• **Détail de la consigne**
Selon le texte sur la Bourse japonaise, depuis quelle année le Nikkei n'avait-il plus franchi le seuil des 30 000 points ?

• **Texte**
※ ※ ※

Danny Reweghs

La Bourse japonaise renaît de ses cendres

Danny Reweghs Journaliste

Lorsque les investisseurs courent derrière des actions aux cours complètement décorrélés de la réalité, une bulle se crée puis se dégonfle, après quoi plusieurs décennies peuvent s’écouler avant que l’indice ne signe un nouveau record. Le franchissement récent du seuil des 30.000 points par le Nikkei en est un exemple.

Cela ne s’était plus produit depuis longtemps: l’indice Nikkei a franchi le seuil des 30.000 points. Cet indice est certes le plus populaire de la Bourse japonaise, mais il en est le moins pertinent. Tout comme l’indice Dow Jones, l’indice de référence de la Bourse américaine. Là, c’est l’indice Standard & Poor’s 500 qui est devenu le plus pertinent. Et sur la Bourse de Tokyo, c’est l’indice Topix. Mais le Dow Jones et le Nikkei présentent l’avantage d’être anciens, et une longue histoire va de pair avec de très nombreuses données.

Le Nikkei n’avait plus franchi le seuil des 30.000 points depuis 1990, ou plus de 30 ans.

Comme les grands marchés occidentaux, la Bourse japonaise bénéficiera de la reprise économique attendue une fois la pandémie de Covid-19 endiguée. Non que la situation économique soit si déterminante pour elle. Si la politique ultra-accommodante de la Réserve fédérale, la banque centrale américaine, a soutenu les actions américaines, celle de la Banque du Japon a soutenu celles de son pays aussi. Et la dernière est allée encore plus loin: elle a racheté massivement et des obligations et, indirectement, des actions. Ce faisant, la banque centrale japonaise a placé un plancher sous les cours des actions. Il n’y a donc rien d’étonnant à ce que les places boursières japonaises se portent bien depuis des années – abstraction faite du dévissage consécutif à la crise sanitaire.

※ ※ ※

• **Entrées fournies**
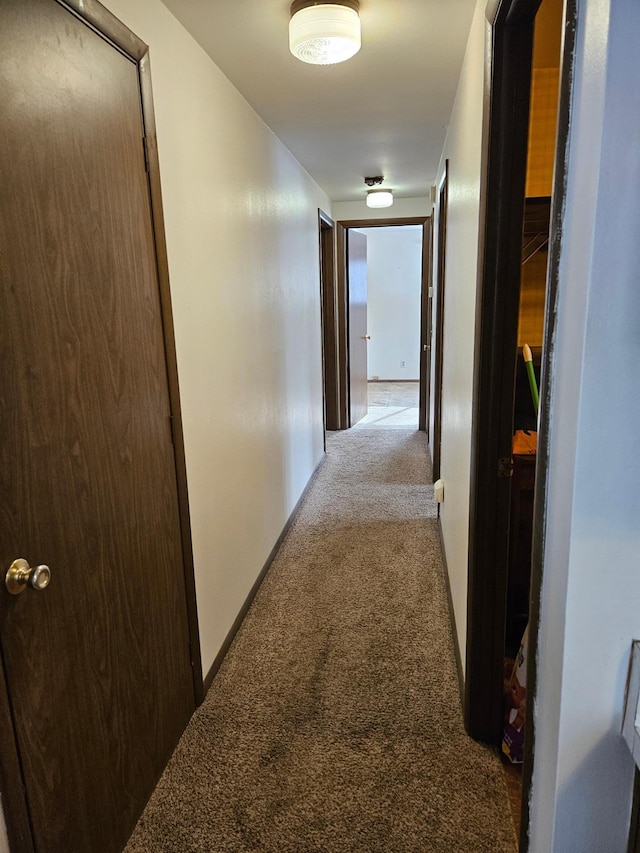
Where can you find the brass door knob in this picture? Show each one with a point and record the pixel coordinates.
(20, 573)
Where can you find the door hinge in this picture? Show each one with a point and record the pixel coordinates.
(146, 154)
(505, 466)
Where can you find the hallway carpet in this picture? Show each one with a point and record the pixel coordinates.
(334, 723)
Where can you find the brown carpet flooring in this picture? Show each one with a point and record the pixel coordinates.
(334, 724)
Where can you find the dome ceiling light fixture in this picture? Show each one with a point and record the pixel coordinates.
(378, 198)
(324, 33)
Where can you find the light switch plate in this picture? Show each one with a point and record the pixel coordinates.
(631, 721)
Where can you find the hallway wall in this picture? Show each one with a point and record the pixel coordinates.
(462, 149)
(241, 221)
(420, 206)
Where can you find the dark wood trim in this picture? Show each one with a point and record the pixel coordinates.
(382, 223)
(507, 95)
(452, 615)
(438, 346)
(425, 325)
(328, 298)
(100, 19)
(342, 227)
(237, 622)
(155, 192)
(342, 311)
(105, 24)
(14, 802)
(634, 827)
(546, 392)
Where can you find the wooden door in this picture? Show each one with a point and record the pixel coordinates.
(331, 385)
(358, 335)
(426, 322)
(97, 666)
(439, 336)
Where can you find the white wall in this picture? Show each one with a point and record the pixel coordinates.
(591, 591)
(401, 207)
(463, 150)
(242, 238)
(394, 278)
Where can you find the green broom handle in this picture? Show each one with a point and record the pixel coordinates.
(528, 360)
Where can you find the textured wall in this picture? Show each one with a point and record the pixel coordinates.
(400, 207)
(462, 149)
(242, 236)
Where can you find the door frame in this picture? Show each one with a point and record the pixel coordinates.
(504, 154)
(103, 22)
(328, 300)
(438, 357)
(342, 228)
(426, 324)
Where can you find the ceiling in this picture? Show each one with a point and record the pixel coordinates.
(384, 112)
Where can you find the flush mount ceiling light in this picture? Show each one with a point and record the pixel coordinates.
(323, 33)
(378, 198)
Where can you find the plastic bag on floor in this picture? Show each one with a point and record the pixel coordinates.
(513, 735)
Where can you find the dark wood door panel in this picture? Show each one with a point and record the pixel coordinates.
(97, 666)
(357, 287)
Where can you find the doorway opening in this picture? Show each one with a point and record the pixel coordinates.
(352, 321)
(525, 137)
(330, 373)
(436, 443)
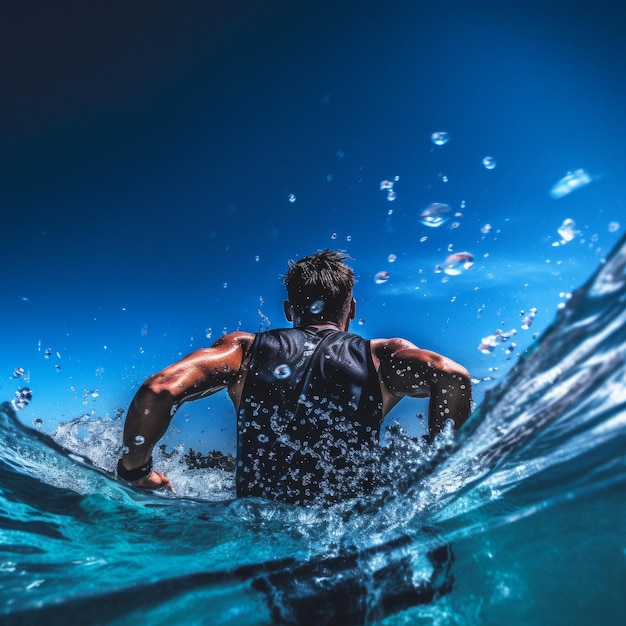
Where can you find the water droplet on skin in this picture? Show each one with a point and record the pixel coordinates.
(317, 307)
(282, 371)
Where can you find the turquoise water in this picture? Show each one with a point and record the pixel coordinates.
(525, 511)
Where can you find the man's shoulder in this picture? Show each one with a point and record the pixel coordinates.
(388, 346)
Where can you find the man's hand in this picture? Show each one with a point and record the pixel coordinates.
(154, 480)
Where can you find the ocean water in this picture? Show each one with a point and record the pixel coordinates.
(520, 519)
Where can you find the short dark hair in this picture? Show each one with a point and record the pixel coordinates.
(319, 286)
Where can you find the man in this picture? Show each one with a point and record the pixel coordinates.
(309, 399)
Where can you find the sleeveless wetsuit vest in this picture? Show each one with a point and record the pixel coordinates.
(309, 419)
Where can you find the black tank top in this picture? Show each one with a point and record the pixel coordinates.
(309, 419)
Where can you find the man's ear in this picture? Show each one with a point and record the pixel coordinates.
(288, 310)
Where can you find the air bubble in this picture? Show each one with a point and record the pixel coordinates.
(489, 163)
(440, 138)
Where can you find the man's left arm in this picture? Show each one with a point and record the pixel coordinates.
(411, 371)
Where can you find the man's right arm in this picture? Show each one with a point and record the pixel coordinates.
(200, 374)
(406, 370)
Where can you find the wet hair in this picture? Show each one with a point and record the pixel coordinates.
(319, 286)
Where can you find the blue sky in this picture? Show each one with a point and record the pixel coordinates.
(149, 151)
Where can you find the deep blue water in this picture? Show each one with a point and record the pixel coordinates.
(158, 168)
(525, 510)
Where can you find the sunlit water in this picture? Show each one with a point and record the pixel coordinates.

※ ※ ※

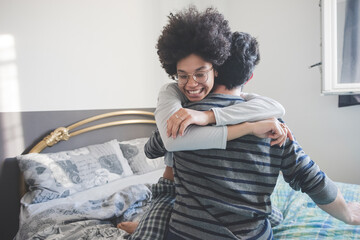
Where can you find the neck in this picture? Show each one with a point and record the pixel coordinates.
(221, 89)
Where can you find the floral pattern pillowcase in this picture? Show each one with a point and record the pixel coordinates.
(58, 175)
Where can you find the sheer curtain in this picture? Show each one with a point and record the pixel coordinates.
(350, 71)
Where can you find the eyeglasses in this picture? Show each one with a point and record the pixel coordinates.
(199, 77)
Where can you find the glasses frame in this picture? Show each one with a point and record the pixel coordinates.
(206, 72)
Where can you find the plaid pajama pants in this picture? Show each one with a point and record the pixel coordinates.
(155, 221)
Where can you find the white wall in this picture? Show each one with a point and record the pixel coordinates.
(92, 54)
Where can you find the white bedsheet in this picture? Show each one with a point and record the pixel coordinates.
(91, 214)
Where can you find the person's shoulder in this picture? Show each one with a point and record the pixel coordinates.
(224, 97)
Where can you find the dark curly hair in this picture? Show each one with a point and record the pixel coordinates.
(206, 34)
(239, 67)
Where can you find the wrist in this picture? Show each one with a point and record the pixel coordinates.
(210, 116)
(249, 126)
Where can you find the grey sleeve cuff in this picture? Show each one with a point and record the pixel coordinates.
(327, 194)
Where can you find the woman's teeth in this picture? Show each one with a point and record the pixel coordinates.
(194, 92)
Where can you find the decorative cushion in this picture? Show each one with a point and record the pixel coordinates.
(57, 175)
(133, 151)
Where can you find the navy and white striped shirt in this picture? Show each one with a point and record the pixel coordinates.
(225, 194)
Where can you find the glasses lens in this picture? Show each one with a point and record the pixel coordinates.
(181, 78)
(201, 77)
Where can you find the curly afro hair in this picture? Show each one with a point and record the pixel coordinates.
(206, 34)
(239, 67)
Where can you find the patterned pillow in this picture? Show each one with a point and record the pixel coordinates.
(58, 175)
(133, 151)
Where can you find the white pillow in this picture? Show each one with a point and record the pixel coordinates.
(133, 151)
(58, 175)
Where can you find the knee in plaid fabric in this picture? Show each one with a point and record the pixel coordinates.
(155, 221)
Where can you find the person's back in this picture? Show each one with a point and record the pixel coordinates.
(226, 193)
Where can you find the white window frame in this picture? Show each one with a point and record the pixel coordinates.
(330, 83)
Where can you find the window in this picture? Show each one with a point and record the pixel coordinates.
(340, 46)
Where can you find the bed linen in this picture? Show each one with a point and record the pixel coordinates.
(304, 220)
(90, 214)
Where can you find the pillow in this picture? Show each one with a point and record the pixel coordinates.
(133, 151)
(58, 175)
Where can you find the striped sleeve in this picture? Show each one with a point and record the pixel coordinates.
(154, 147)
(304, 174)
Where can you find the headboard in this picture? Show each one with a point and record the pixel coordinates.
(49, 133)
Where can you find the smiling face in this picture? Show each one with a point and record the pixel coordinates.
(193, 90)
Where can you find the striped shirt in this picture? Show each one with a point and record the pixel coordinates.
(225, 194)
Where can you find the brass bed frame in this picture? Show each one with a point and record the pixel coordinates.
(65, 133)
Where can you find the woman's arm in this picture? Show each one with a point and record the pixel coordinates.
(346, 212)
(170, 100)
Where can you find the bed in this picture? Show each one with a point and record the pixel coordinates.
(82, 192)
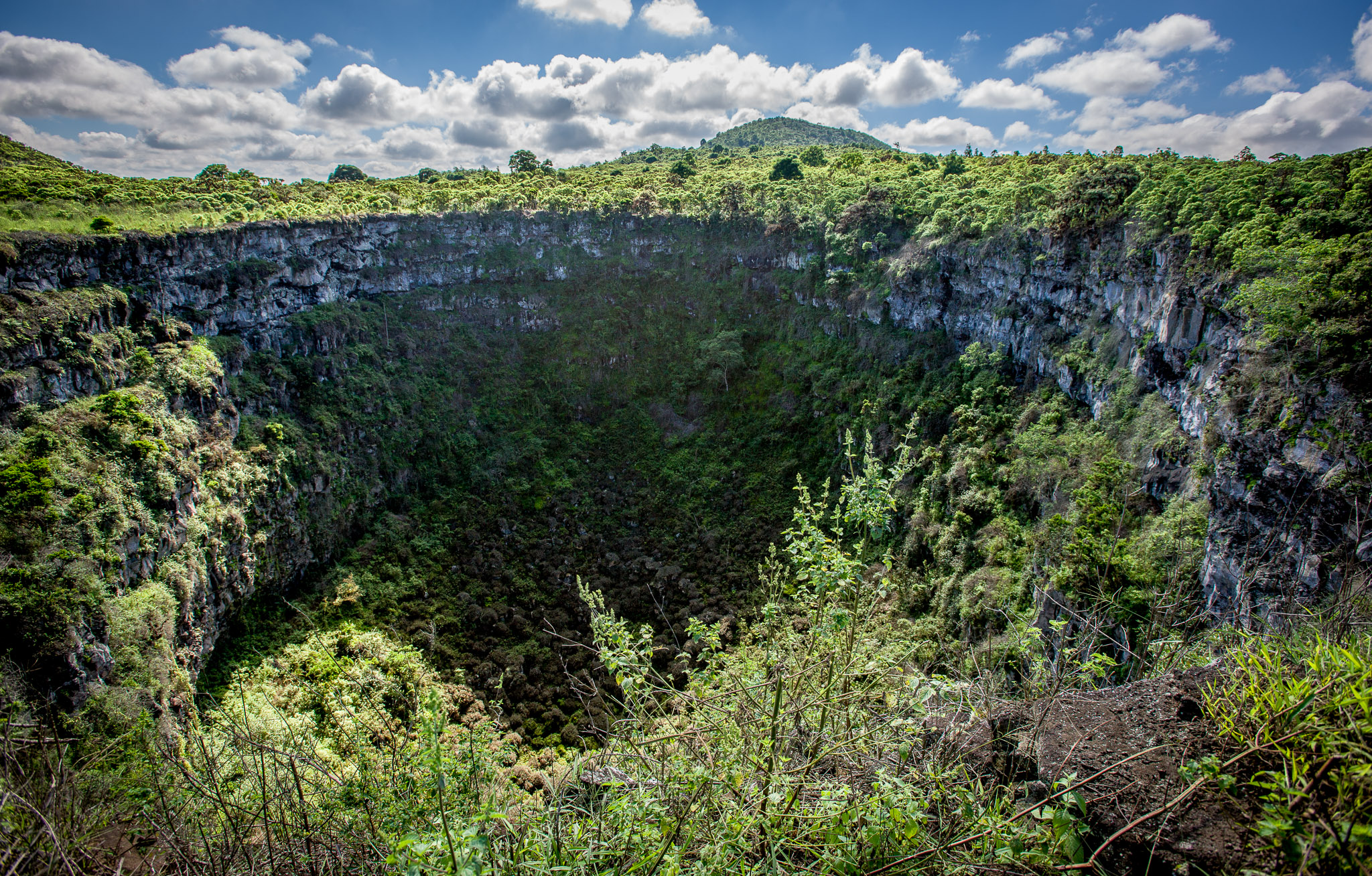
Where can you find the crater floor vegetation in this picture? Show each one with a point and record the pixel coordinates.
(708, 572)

※ ※ ※

• **Solution**
Depuis 1990, soit plus de 30 ans.